SELECTED EXCERPT.
Ok this is the classic Towers of Hanoi question. Legend has it that in a temple in the Far East, priest are attempting to move a stack of disks from one peg to another. The initial stack had 64 disks threaded onto one peg and arranged from bottom to top by decreasing size. The priests are attempting to move the stack from this peg to a second peg under the constraints that exactly one disk is moved at a time, and at no time may a larger disk be placed above a smaller disk. A third peg is available for temporarily holding disks.

Let us assume that the priests are attempting to move the disks from peg 1 to peg 3. We wish to develop an algorithm that prints the precise sequence of peg-to-peg disk transfers.

I have the program and it runs perfect. I couldn't figure it out but I found it online ( I know some disagree with this but I tried for a while to figure this out and I couldn't. I'm trying to understand the logic behind it, not just copying the code ). My only problem is how the recursive function executes. I don't understand it's path for the variable n. I understand recursion breaks down a problem to a base. This one just seems weird. I even watched the variable n in the watch window. ( I use visual studio 2008 ). I also searched the forums for this problem and I saw a good amount of threads but none helped with my confusion.

STORED DATA.
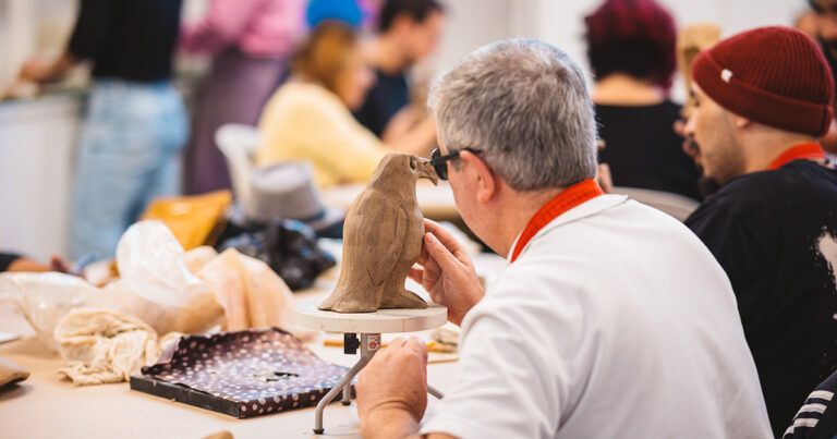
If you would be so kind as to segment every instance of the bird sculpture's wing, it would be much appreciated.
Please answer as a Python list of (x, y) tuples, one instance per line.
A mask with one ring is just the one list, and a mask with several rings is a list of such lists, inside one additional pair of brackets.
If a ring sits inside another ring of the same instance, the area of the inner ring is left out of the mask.
[(374, 285), (386, 281), (396, 266), (404, 248), (407, 235), (407, 212), (398, 203), (381, 203), (380, 221), (371, 223), (361, 231), (363, 245), (367, 255), (362, 260), (368, 260), (366, 272)]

TASKS TO PERFORM.
a – According to the Towers of Hanoi post, how many disks did the initial stack hold?
b – Please copy the Towers of Hanoi post word for word, from "Ok this is the" to "peg-to-peg disk transfers.".

SOLUTION SET.
a – 64 disks

b –
Ok this is the classic Towers of Hanoi question. Legend has it that in a temple in the Far East, priest are attempting to move a stack of disks from one peg to another. The initial stack had 64 disks threaded onto one peg and arranged from bottom to top by decreasing size. The priests are attempting to move the stack from this peg to a second peg under the constraints that exactly one disk is moved at a time, and at no time may a larger disk be placed above a smaller disk. A third peg is available for temporarily holding disks.

Let us assume that the priests are attempting to move the disks from peg 1 to peg 3. We wish to develop an algorithm that prints the precise sequence of peg-to-peg disk transfers.